▶ _TO DO_:
Return all lines from the entries below in which the word "Find" is present.

== MATERIAL FOR THIS EXERCISE

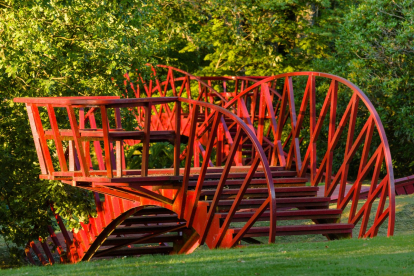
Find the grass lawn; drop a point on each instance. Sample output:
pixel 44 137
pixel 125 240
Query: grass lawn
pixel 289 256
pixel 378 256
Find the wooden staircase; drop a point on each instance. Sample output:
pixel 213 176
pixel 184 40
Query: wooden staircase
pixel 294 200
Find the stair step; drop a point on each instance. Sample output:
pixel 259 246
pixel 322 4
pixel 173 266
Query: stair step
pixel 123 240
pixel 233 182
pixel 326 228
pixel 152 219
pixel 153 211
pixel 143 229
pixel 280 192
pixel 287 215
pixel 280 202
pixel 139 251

====
== MATERIAL FOR THIS EXERCISE

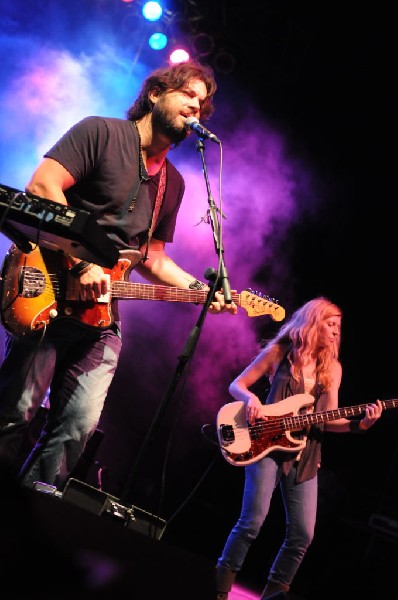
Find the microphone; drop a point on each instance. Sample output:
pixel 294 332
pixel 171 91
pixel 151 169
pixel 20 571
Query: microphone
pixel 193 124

====

▶ _YOUR SOLUTION_:
Find the grass lawn; drop a point on each instance. Sample output:
Find the wooden staircase; drop a point on each instance. Sample output:
Find the stair step; drop a point on each instance. Sample output:
Find the microphone; drop a point on each instance. Sample output:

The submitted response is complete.